> _Passage_

[BEGIN]

Introduction

Welcome! Data to Sound is a program for sonifying time series data into the MIDI format. This document will walk you through the usage, algorithm, and basic architecture of the program.

Getting Started– Loading Data

Visit the program page. If you have a CSV file you would like to work with, go ahead and drop it right on the page. Be sure the file has headers. If you do not have a file of your own, that is fine! Click the button to load the demo dataset. (The demo dataset contains two columns: an arbitrary time series, and a copy of that time series but shifted down and with a small random error added to it.)

Configuring the Sonification

The core of the sonification is the parameter map. In this program, a parameter refers to an aspect of the resulting sound that can be controlled, such as the pitches of the notes or the volume of the track over time. The main purpose of the program is to map columns in your CSV file to these sound parameters.

On this screen, you can set the parameter map. Each row of the table represents a parameter you can configure. The leftmost dropdown of each row allows you to pick which CSV column will map to each parameter. The other dropdown allows you to configure how the column of data is measured. To understand this better, we need to look briefly at the algorithm that drives the sonification– check out the next section for this! If you’d rather get right to the sonification, the default setting of mean is a pretty sensible choice.

You are not required to use every column of your data, and you are not forbidden from using the same column for multiple parameters. The only requirement is that you must set up at least one mapping. You’ll likely want this to be pitch, so you can actually hear something!

The last row of the table, before the Sonify button, allows the user to specify the location of the web server providing the sonification engine. You will likely not need to change this ever, unless you are developing your own additions to the engine. You can read the section about the program architecture for information on this.

Finally, click the Sonify button to access the playback interface!

The Key Algorithm– Segmentation

How do we translate the data into sound? We could assign a note to each data point, but that would likely be very noisy, and not capture the trend of the data “as a whole”. Instead, we break the data into chunks over time, and translate each chunk into a note. These chunks are called segments.

To create our list of segments, we first let every two elements form a segment (ie. 1 & 2, 3 & 4, …). From there, we repeatedly merge two consecutive segments that “make sense to merge”, in that we merge the two whose data points increase or decrease in a continuous way. Consider, for instance, a set of points that travel up and down in the pattern of a sine wave; you can imagine that we would want to group all the points that travel up from a “valley” (y = -1) to a “peak” (y = 1). We would want to avoid grouping points that are at the top of the peak, since that segment travels up and then down, instead of one continuous motion.

The algorithm does this by considering every pair of adjacent segments and fitting a simple linear regression on their combined set of points. Whichever pair of segments yields the regression with the lowest mean squared error ends up being merged.

[END]

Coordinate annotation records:
[BEGIN]

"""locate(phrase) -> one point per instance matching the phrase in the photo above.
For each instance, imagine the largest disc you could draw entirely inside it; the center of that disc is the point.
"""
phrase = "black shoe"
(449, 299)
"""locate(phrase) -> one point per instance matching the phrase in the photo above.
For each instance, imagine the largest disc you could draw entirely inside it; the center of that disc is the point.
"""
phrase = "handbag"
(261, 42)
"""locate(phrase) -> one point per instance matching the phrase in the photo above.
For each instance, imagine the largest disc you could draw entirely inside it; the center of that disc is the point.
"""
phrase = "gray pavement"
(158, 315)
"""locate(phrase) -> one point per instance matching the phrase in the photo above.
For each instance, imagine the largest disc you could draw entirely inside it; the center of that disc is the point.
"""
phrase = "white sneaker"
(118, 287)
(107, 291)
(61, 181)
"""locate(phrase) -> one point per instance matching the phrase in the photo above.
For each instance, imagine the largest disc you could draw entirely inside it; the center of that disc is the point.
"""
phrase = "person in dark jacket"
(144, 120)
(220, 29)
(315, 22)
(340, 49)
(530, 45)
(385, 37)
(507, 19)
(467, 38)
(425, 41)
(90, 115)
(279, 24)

[END]
[BEGIN]

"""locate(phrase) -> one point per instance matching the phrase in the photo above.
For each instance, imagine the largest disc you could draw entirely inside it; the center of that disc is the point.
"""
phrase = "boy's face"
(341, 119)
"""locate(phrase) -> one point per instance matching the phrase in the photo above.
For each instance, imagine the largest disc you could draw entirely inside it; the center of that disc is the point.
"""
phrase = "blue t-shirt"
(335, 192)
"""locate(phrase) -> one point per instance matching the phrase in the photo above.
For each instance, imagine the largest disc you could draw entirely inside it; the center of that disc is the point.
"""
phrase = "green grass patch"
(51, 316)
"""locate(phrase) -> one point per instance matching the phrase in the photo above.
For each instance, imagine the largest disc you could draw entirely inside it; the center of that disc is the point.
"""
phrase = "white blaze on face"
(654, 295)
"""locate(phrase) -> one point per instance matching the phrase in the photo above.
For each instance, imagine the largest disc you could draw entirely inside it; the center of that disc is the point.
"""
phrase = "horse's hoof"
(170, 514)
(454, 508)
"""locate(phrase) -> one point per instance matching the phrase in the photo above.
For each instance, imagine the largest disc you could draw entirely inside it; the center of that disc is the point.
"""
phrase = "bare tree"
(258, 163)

[END]

> _Work required_
Copy the sonification guide from "The last row" to "information on this.", swapping each "web server" for "remote host".

> _The solution_
The last row of the table, before the Sonify button, allows the user to specify the location of the remote host providing the sonification engine. You will likely not need to change this ever, unless you are developing your own additions to the engine. You can read the section about the program architecture for information on this.